--- BEGIN EXERCISE MATERIAL ---
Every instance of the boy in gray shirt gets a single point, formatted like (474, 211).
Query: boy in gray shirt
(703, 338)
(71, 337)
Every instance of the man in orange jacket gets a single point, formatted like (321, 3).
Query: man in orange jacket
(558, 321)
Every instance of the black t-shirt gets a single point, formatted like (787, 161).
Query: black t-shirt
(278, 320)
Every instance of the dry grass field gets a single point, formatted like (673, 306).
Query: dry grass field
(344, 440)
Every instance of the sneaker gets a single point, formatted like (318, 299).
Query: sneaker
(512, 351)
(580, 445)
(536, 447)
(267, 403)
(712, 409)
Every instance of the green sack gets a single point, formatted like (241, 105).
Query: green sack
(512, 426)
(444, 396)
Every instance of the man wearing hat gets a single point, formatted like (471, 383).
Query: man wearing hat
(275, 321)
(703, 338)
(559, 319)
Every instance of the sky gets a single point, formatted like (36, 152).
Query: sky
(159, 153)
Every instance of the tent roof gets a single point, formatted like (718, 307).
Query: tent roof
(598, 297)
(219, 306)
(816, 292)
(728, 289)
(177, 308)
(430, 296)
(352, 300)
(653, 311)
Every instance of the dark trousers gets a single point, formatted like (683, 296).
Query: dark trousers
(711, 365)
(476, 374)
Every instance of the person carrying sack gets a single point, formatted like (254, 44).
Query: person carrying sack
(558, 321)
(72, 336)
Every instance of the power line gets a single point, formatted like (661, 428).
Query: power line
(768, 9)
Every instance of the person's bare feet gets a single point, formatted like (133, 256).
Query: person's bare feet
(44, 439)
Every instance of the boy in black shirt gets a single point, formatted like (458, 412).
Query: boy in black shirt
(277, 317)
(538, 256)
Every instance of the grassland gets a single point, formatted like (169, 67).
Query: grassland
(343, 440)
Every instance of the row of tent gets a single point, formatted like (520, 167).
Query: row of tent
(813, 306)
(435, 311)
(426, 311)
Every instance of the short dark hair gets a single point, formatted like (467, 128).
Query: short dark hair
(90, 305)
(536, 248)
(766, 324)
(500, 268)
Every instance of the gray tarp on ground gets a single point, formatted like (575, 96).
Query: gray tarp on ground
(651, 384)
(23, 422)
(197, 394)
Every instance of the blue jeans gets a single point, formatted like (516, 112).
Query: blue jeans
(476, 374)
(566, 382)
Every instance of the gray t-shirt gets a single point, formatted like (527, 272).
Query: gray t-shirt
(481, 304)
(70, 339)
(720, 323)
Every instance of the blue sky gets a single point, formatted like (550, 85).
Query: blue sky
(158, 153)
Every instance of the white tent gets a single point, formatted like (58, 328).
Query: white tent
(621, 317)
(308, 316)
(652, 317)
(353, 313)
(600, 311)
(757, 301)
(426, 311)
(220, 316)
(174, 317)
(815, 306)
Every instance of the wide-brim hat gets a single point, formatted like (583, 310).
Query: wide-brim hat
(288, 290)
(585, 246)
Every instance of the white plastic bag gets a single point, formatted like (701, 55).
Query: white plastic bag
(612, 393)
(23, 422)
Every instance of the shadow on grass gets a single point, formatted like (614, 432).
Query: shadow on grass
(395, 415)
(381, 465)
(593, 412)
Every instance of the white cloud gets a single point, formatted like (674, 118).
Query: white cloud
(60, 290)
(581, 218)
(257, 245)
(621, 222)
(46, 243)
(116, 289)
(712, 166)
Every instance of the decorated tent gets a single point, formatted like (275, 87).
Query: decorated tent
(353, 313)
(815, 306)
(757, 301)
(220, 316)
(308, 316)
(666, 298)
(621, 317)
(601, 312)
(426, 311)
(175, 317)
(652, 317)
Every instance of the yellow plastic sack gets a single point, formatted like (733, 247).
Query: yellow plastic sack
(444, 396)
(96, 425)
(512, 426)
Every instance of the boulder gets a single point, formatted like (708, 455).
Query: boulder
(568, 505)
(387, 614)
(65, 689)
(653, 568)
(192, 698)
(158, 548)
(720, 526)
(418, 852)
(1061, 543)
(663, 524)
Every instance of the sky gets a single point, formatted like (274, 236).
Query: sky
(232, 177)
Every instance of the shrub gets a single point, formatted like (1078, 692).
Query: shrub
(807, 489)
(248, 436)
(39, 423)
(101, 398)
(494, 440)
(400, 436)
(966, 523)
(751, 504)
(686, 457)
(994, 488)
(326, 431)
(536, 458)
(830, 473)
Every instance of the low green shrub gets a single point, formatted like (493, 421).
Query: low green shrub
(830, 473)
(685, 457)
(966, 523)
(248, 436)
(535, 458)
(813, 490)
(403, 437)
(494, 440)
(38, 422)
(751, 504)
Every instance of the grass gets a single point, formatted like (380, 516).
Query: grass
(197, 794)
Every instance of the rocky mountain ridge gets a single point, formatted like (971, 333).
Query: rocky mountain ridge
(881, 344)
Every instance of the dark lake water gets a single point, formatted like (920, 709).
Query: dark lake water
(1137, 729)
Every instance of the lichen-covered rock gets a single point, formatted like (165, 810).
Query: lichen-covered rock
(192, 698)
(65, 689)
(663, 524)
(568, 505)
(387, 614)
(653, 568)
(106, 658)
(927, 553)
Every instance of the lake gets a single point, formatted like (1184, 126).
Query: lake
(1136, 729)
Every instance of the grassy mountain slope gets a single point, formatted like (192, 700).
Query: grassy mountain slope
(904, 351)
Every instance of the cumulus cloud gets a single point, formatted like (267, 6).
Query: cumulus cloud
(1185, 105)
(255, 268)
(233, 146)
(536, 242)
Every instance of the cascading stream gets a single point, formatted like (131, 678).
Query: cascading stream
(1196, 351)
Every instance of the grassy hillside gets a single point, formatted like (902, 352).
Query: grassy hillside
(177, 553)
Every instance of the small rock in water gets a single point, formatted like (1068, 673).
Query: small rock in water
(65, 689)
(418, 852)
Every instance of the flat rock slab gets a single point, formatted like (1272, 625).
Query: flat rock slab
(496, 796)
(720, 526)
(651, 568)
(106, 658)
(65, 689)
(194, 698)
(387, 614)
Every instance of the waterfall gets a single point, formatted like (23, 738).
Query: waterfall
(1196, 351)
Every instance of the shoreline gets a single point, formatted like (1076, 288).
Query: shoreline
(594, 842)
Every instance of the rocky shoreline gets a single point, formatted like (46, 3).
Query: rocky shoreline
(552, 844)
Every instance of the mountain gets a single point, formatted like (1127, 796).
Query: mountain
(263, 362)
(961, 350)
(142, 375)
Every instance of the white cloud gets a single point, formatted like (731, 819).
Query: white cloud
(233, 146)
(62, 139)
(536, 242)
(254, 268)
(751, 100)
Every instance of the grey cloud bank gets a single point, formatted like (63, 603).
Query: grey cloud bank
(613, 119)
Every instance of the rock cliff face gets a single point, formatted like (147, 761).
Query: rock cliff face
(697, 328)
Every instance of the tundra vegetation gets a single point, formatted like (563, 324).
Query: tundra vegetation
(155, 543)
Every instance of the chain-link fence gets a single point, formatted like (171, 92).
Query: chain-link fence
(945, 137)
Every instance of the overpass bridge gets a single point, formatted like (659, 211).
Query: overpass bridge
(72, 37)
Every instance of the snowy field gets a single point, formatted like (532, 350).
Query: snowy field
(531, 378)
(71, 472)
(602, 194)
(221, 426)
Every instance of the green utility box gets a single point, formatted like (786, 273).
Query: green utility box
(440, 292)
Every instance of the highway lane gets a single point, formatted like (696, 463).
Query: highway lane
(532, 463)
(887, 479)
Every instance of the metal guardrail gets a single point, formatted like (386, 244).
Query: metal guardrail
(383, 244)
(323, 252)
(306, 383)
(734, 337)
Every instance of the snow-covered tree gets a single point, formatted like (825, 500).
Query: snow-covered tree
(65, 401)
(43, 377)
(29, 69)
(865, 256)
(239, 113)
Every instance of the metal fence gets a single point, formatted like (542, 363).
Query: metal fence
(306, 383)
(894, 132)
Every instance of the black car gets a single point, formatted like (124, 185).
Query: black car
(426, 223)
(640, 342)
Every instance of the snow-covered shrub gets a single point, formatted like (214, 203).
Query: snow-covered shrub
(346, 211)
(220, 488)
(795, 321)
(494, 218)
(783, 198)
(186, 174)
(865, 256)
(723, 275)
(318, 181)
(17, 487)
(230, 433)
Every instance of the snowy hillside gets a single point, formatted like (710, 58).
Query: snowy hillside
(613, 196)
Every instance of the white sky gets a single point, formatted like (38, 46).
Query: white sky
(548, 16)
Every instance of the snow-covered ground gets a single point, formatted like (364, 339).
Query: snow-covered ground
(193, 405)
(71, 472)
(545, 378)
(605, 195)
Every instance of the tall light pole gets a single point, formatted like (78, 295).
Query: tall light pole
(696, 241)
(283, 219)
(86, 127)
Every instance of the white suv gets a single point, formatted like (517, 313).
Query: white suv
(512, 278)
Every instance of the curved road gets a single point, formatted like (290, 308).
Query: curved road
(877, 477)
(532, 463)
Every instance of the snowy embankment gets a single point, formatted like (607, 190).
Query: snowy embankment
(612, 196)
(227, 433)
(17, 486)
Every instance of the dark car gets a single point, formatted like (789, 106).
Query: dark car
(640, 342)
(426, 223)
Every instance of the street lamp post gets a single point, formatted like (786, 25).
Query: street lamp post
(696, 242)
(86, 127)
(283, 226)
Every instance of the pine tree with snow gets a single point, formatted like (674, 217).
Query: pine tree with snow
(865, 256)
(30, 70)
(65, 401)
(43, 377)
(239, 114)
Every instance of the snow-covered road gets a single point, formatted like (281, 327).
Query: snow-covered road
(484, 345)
--- END EXERCISE MATERIAL ---
● EXERCISE GOAL
Retype exactly, please, each line from the line that contains "Every instance of the snow-covered tree" through the last line of the entries above, with nothing added.

● PROBLEM SOLUTION
Every instance of the snow-covered tree gets a single point, formatted like (825, 500).
Query: snow-covered tree
(65, 401)
(43, 377)
(29, 69)
(865, 256)
(239, 113)
Every instance of the metal fence gets a single point, formatted like (542, 363).
Query: metal fence
(306, 383)
(894, 132)
Every instance of the black car gets a single point, formatted like (124, 185).
Query: black car
(426, 223)
(640, 342)
Every instance of the snow-covered shrub gets a single point, formatted like (214, 203).
Query: snow-covered shrub
(346, 211)
(220, 488)
(795, 321)
(494, 218)
(783, 198)
(186, 174)
(865, 256)
(723, 275)
(318, 181)
(17, 487)
(230, 433)
Every instance of the snowy hillside gets a single point, formatted like (710, 58).
Query: snowy hillside
(613, 196)
Every instance of the white sky gets a single point, formatted like (38, 46).
Query: white sky
(548, 16)
Every instance of the snow-covered ground gets a single point, formatted like (364, 339).
Query: snow-covered ground
(193, 405)
(71, 472)
(545, 378)
(605, 195)
Every instance of the tall light pole gets a single point, formatted like (78, 295).
Query: tall light pole
(696, 241)
(283, 219)
(86, 127)
Every instance of the white suv gets a single point, formatted like (517, 313).
Query: white suv
(512, 278)
Every instance of the curved road gets a single point, formatted like (290, 308).
Query: curved road
(877, 477)
(532, 463)
Every instance of the snowy embankment gets a single point, formatted like (607, 190).
Query: snowy embankment
(612, 196)
(227, 433)
(17, 486)
Every instance of the dark car gets a single point, formatted like (789, 106).
Query: dark car
(640, 342)
(426, 223)
Every instance of the street lamp post gets a single point, formatted like (786, 25).
Query: street lamp post
(696, 242)
(86, 127)
(283, 226)
Every instance of the pine tree with snow gets a single point, formatted like (674, 217).
Query: pine tree with snow
(865, 256)
(30, 70)
(65, 401)
(43, 377)
(239, 114)
Every instance of the snow-covered road gets a single point, formatted like (281, 327).
Query: snow-covered road
(484, 345)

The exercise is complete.